§ **Extrait à lire**
------------------------

La requalification de Sint Jacobsstraat à Utrecht — par Bicycle Dutch
Après « D’un urbanisme pensé pour la voiture à un urbanisme au service des populations », place à la mise en pratique concrète avec Sint Jacobsstraat à Utrecht, ville dans laquelle travaille Mark Wagenbuur. Voici la traduction de « The redesign of the Utrecht Sint Jacobsstraat » publié le 25 août 2015 sur Bicycle Dutch.
Les rues de nos villes ont longtemps été conçues en faveur de l’automobile, mais ça a changé (du moins aux Pays-Bas). Dans beaucoup de villes néerlandaises, la voiture n’est plus le mode de déplacement dominant dans les centres-villes et les rues ont pu redevenir des lieux de vie. Des endroits qui se doivent d’être accueillants et sûrs, en particulier pour les publics les plus vulnérables que sont les enfants, les personnes âgées et les porteurs de handicaps. Un centre ville n’est réussi que si ces différentes populations peuvent y évoluer librement. En allant filmer un après-midi une rue récemment requalifiée d’Utrecht j’ai croisé ces différents usagers de l’espace public. Un signe que la rue a été correctement conçue et ré-aménagée.
Sint Jacobsstraat est dans le centre d’Utrecht une rue particulière puisqu’elle n’existait pas avant les années 1930. Cette rue (de seulement 300 m de long) devait passer en plein milieu d’un quartier ouvrier mal famé et prendre le nom de l’église qu’elle devait longer : Jacobikerk . Créée officiellement pour des raisons de circulation, on soupçonne néanmoins que la classe dirigeante de l’époque voulait briser la solidarité ouvrière du lieu en éparpillant ses habitants dans toute la ville pour soi-disant réduire les problèmes sociaux du quartier.

------------------------

§ **Données fournies**
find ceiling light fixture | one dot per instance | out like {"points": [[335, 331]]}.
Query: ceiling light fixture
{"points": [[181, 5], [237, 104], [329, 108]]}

------------------------

§ **Travail à effectuer**
- a) Indiquez si chacune des affirmations suivantes concorde avec l’extrait sur Sint Jacobsstraat, en répondant par oui ou par non et en citant textuellement les mots décisifs : (i) la rue Sint Jacobsstraat ne mesure que 300 m de long ; (ii) Sint Jacobsstraat existait déjà avant les années 1930 ; (iii) la rue porte le nom de l’église qu’elle devait longer.
- b) Transcrivez fidèlement le passage de l’extrait sur Sint Jacobsstraat situé entre « Les rues de » et « conçue et ré-aménagée. », ces deux bornes comprises.
Fondez-vous exclusivement sur l’extrait, sans recourir au matériel.

§ **Réponses définitives**
- a)
(i) Oui : « de seulement 300 m de long ».
(ii) Non : « elle n’existait pas avant les années 1930 ».
(iii) Oui : « prendre le nom de l’église qu’elle devait longer ».

- b)
Les rues de nos villes ont longtemps été conçues en faveur de l’automobile, mais ça a changé (du moins aux Pays-Bas). Dans beaucoup de villes néerlandaises, la voiture n’est plus le mode de déplacement dominant dans les centres-villes et les rues ont pu redevenir des lieux de vie. Des endroits qui se doivent d’être accueillants et sûrs, en particulier pour les publics les plus vulnérables que sont les enfants, les personnes âgées et les porteurs de handicaps. Un centre ville n’est réussi que si ces différentes populations peuvent y évoluer librement. En allant filmer un après-midi une rue récemment requalifiée d’Utrecht j’ai croisé ces différents usagers de l’espace public. Un signe que la rue a été correctement conçue et ré-aménagée.